Request: Render each line of the entries below as a numbered list, omitting any blank lines.

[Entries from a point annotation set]

------

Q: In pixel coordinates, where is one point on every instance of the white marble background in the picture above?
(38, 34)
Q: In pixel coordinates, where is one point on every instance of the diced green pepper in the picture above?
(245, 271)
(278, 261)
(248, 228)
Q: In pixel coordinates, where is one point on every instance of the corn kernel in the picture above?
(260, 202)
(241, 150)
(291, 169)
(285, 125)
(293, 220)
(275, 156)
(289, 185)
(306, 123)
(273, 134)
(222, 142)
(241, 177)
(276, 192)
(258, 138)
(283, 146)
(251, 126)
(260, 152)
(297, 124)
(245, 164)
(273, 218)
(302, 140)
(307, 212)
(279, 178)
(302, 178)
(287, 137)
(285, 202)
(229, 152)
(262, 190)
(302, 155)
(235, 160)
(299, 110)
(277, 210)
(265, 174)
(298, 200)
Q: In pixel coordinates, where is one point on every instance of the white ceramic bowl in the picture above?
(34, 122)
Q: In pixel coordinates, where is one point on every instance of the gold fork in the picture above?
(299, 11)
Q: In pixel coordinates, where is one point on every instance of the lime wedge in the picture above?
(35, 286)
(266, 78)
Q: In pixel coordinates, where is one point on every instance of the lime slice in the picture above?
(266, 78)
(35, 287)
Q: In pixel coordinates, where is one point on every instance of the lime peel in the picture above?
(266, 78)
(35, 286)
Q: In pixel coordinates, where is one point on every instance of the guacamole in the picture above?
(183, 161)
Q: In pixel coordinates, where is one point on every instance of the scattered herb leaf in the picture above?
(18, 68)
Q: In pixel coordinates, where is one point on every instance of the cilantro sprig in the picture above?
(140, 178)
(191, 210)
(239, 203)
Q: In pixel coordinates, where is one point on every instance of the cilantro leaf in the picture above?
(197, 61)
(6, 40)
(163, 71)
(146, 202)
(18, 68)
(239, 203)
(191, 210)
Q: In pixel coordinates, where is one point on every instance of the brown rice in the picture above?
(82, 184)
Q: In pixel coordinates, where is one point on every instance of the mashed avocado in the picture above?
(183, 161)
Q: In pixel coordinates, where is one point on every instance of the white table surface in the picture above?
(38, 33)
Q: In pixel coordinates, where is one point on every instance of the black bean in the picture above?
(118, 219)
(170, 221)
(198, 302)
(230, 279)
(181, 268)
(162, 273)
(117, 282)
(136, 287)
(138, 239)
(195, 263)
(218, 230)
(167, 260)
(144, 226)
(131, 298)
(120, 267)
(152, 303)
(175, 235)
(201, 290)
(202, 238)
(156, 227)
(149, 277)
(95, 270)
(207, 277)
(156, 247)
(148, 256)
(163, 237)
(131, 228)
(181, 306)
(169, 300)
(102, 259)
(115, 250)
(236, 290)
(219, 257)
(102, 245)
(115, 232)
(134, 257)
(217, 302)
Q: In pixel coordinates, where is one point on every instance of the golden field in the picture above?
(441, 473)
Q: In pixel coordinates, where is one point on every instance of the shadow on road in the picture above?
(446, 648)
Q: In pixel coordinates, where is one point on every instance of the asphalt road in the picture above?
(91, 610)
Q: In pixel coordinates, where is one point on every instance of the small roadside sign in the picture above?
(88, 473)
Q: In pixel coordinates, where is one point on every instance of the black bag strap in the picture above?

------

Answer below:
1. Q: In pixel coordinates, where is one point on every instance of the white marble background in the picture above?
2. (38, 34)
3. Q: In pixel coordinates, where is one point on every instance of the diced green pepper in the picture above?
4. (245, 271)
5. (278, 261)
6. (248, 228)
7. Q: In pixel coordinates, where is one point on every instance of the corn kernel in the picture above?
8. (260, 202)
9. (241, 150)
10. (291, 169)
11. (285, 125)
12. (293, 220)
13. (275, 156)
14. (289, 185)
15. (306, 123)
16. (273, 134)
17. (222, 142)
18. (241, 177)
19. (276, 192)
20. (258, 138)
21. (283, 146)
22. (251, 126)
23. (260, 152)
24. (297, 124)
25. (245, 164)
26. (273, 218)
27. (302, 140)
28. (307, 212)
29. (279, 178)
30. (302, 178)
31. (287, 137)
32. (285, 202)
33. (229, 152)
34. (262, 190)
35. (302, 155)
36. (235, 160)
37. (299, 110)
38. (277, 210)
39. (265, 174)
40. (298, 200)
41. Q: In pixel coordinates, where is one point on every instance of the white ceramic bowl in the picture above?
42. (34, 122)
43. Q: In pixel coordinates, where is one point on every instance of the gold fork in the picture above?
44. (299, 11)
45. Q: In pixel coordinates, where is one point on every instance of the lime wedge in the picture above?
46. (35, 286)
47. (266, 78)
48. Q: In pixel coordinates, where is one point on every instance of the lime slice in the picture above?
49. (266, 78)
50. (35, 287)
51. Q: In pixel coordinates, where is one point on every instance of the lime peel in the picture above?
52. (266, 78)
53. (35, 286)
54. Q: In pixel coordinates, where is one point on every instance of the guacamole in the picture above?
55. (183, 161)
56. Q: In pixel coordinates, where is one point on every instance of the scattered herb leaf in the picture above?
57. (18, 68)
58. Q: In pixel coordinates, where is one point on every instance of the cilantro sprig in the picture above?
59. (140, 178)
60. (191, 210)
61. (239, 203)
62. Q: In pixel coordinates, where is one point on every instance of the cilantro leaf in the picture above?
63. (197, 61)
64. (6, 40)
65. (163, 71)
66. (146, 202)
67. (18, 68)
68. (239, 203)
69. (191, 210)
70. Q: In pixel coordinates, where is one point on every instance of the brown rice in the picture above?
71. (82, 184)
72. Q: In pixel coordinates, where is one point on every instance of the mashed avocado in the picture above?
73. (183, 161)
74. Q: In pixel coordinates, where is one point on every instance of the white table surface in the picture above?
75. (38, 33)
76. Q: In pixel coordinates, where is one point on every instance of the black bean in the picture above?
77. (118, 219)
78. (170, 221)
79. (198, 302)
80. (230, 279)
81. (181, 268)
82. (162, 273)
83. (117, 282)
84. (136, 287)
85. (138, 239)
86. (195, 263)
87. (218, 230)
88. (167, 260)
89. (144, 226)
90. (131, 298)
91. (120, 267)
92. (152, 303)
93. (175, 235)
94. (201, 290)
95. (202, 238)
96. (156, 227)
97. (149, 277)
98. (95, 270)
99. (207, 277)
100. (156, 247)
101. (148, 256)
102. (163, 237)
103. (131, 228)
104. (181, 306)
105. (169, 300)
106. (102, 259)
107. (115, 250)
108. (236, 290)
109. (219, 257)
110. (102, 245)
111. (115, 232)
112. (134, 257)
113. (217, 302)
114. Q: In pixel coordinates, where is one point on every instance of the golden field in the picture above?
115. (441, 473)
116. Q: In pixel coordinates, where is one point on every instance of the shadow on road in the picture above?
117. (446, 648)
118. Q: In pixel coordinates, where is one point on every instance of the asphalt road in the picture above?
119. (91, 610)
120. Q: In pixel coordinates, where is one point on every instance of the small roadside sign in the picture above?
121. (88, 473)
122. Q: In pixel coordinates, where is one point on every instance of the black bag strap in the picture above?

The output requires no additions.